TASK OBJECTIVE: Once you reach the line that contains "Could you point to every instance of the tree", retype it and every line after it exactly, ending with the last line of the entries.

Saved data entries
::::::

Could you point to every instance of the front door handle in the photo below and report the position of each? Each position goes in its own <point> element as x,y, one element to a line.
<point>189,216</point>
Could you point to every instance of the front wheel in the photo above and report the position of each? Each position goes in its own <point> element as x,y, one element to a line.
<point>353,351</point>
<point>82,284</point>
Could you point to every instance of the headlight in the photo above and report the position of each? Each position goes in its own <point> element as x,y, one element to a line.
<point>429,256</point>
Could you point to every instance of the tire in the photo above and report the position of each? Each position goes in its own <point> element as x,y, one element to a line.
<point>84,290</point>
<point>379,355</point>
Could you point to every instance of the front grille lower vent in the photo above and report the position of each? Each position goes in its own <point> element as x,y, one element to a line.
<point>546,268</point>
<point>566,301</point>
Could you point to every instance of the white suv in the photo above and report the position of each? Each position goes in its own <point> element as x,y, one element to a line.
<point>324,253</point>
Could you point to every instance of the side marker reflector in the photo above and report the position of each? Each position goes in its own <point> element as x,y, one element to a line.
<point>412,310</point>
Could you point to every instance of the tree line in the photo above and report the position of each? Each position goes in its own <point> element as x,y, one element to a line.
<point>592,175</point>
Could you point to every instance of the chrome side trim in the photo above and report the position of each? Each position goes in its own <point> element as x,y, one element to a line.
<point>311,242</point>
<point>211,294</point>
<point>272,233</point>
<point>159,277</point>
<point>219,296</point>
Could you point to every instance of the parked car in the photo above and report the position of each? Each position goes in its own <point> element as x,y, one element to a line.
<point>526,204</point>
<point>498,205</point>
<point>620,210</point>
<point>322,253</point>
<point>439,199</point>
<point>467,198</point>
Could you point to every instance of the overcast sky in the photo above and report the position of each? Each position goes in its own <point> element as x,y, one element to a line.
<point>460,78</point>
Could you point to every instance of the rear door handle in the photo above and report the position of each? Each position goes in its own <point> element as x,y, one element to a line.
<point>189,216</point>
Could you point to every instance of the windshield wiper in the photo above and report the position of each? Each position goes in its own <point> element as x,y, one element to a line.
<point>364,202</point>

::::::

REPLY TO THE EXERCISE:
Could you point to every instance of the tree line in the photo above and report the position of each? Each position goes in its own <point> element as x,y, one element to a line.
<point>592,175</point>
Could you point to every instance of the chrome side trim in the photo above and report the position of each? Each position goes in its own <point> element as x,y, one element to a line.
<point>311,242</point>
<point>211,294</point>
<point>272,233</point>
<point>159,277</point>
<point>219,296</point>
Could you point to every instance of the parked car in the photo above and report the position of each? Each position goes in its own <point> element as x,y, one element to a line.
<point>526,204</point>
<point>498,205</point>
<point>620,210</point>
<point>322,253</point>
<point>439,199</point>
<point>467,198</point>
Could you point to every instance of the overcast sky in the photo above and report the position of each? Each position goes in its own <point> element as x,y, one element to a line.
<point>460,78</point>
Could you point to every instance of the rear door handle in the photo above and report the position of each? Each position goes in its own <point> element as x,y, one element to a line.
<point>189,216</point>
Could you point to every instance of the windshield wiper in the photo above and report the position of each? Each position goes in its own <point> element as x,y, one element to a line.
<point>364,202</point>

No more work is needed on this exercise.